§ **Texte fourni**

■ ■ ■ ■ ■ ■ ■

Sur la question homosexuelle et le christianisme.

Philippe Brindet
22 mars 2011

Deux choses contraignent le christianisme à une condamnation absolue de l'homosexualité en tant qu'elle est une attitude non hétérosexuelle. Tout d'abord, l'union de l'homme et de la femme dans le mariage ordonné est l'image de l'union du Christ et de l'Eglise. Ensuite, le droit naturel exige que l'homme masculin se propage par le mariage avec une femme et une seule. Il n'est pas certain lequel des deux principes découle de l'autre. On comprendra que je me base sur le point de vue de l'Eglise catholique romaine.

On remarque que la « théologie » de l'image est extrêmement critiquable. Non pas de l'intérieur. Toute organisation peut bien expliquer sa nature ou son existence à l'aide d'une ou plusieurs images. Mais, le fait d'inverser la pédagogie de l'image en obligation morale est parfaitement arbitraire. Aucun homosexuel ne prétend (enfin, il n'a aucune raison de prétendre ...) que le mariage hétérosexuel monogame est « contre-nature ». Le fait donc que l'Eglise se dise d'elle-même dans le Christ dans le même rapport que les époux dans la conjugalité ordonnée ne trouble personne.

Mais, l'Eglise rate une étape pour « retourner » le rapport en prétendant qu'il condamne en soi l'alliance homosexuelle. Et l'affirmation de l'erreur de l'Eglise appliquant l'image du mariage ordonné de la pédagogie sur l'Eglise sur la morale sexuelle ne démontre pas que l'alliance homosexuelle serait théologiquement légitime. Mais ce n'est pas parce que je ne démontre pas que l'inverse de l'affirmation de l'Eglise est vraie que cette affirmation est juste.

■ ■ ■ ■ ■ ■ ■

§ **Extraits de liste**
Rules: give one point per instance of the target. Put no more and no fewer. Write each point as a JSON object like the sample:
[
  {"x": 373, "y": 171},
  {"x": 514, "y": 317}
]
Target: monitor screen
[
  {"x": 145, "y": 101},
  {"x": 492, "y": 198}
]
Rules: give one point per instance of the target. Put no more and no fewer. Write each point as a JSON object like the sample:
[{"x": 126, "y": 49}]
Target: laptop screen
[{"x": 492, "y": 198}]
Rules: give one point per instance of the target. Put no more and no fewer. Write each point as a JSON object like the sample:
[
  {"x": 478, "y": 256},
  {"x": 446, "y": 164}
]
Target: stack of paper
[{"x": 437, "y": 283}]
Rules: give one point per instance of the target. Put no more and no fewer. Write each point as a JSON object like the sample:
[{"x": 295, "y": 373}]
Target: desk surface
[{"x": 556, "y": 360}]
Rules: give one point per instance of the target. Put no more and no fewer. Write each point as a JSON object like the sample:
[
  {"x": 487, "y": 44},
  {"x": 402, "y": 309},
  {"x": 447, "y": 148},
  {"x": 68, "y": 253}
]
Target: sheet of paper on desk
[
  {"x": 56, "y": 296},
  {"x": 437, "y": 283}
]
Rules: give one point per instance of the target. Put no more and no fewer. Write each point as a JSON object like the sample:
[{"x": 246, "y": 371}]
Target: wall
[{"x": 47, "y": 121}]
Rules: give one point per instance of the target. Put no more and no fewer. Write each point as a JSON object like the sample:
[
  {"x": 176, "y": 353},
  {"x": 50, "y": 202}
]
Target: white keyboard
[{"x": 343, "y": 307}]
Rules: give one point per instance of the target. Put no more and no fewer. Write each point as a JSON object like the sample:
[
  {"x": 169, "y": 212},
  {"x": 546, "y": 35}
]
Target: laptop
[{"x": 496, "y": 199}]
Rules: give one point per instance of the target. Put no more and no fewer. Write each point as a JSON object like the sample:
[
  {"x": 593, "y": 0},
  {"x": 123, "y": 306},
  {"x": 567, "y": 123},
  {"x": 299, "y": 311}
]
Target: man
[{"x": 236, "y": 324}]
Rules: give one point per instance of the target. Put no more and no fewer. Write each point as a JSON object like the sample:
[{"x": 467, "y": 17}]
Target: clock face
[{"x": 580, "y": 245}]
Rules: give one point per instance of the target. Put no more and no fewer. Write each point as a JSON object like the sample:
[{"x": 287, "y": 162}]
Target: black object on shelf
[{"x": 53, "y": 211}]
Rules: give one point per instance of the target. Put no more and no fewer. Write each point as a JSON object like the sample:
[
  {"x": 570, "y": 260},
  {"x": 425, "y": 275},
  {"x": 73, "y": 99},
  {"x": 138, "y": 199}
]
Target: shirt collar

■ ■ ■ ■ ■ ■ ■

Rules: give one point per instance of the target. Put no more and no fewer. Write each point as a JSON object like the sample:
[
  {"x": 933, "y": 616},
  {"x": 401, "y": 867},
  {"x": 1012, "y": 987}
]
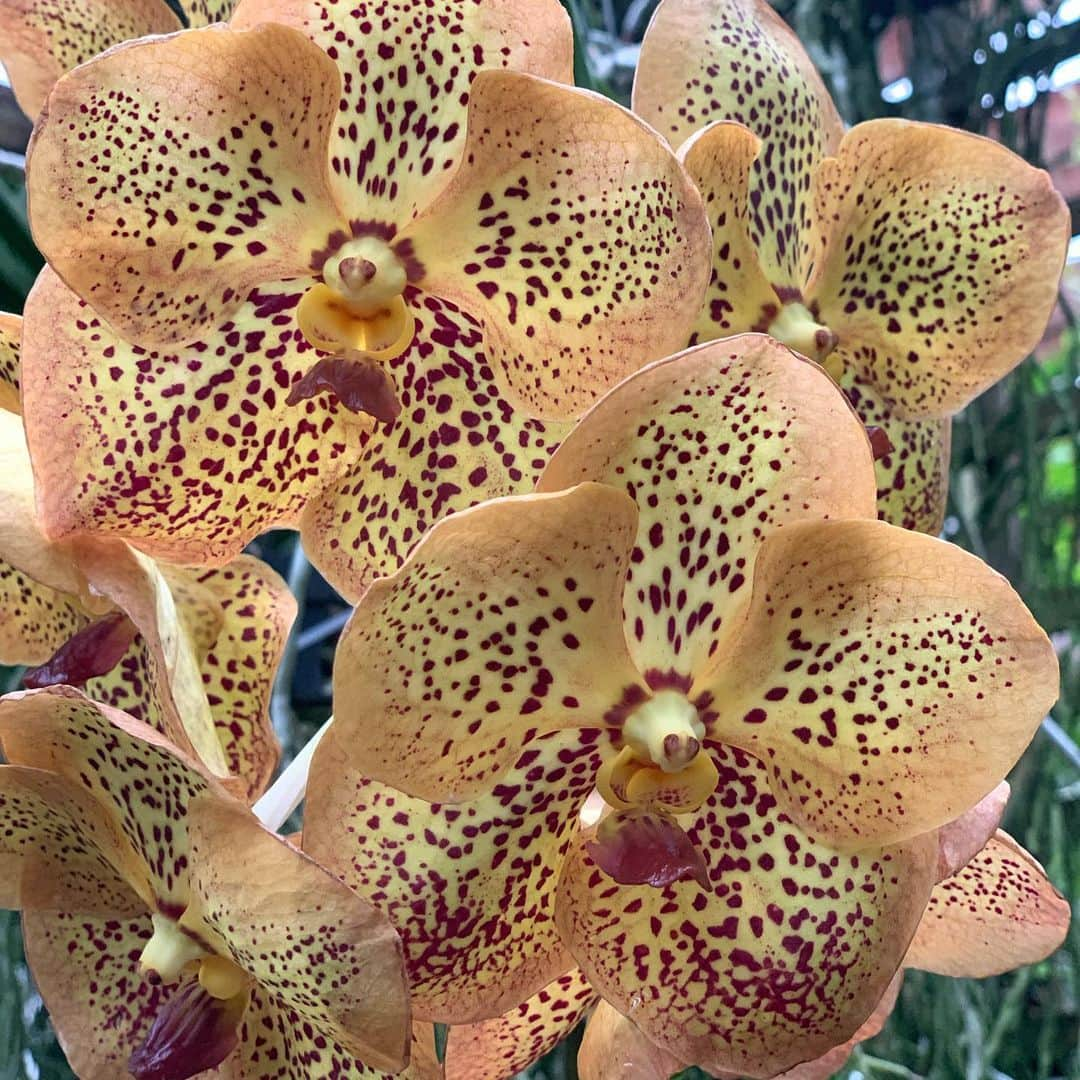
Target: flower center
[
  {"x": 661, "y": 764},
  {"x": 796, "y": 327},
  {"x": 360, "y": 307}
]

■ ■ ■ ■ ■ ■ ■

§ **Objectif 1**
Indiquez si chacune des affirmations suivantes s'accorde avec le texte sur le christianisme et la question homosexuelle. Répondez par oui ou par non, en citant à l'identique les mots du texte qui tranchent : (a) le texte affirme savoir avec certitude lequel des deux principes découle de l'autre ; (b) le texte juge arbitraire de faire de la pédagogie de l'image une obligation morale ; (c) le texte adopte le point de vue de l'Eglise orthodoxe.
§ **Objectif 2**
Relevez chaque ligne de la liste contenant la chaîne « screen ».
La liste n'a aucun lien avec le texte fourni.

§ **Résultat 1**
(a) Non : « Il n'est pas certain lequel des deux principes découle de l'autre. »
(b) Oui : « le fait d'inverser la pédagogie de l'image en obligation morale est parfaitement arbitraire »
(c) Non : « je me base sur le point de vue de l'Eglise catholique romaine »

§ **Résultat 2**
Target: monitor screen
Target: laptop screen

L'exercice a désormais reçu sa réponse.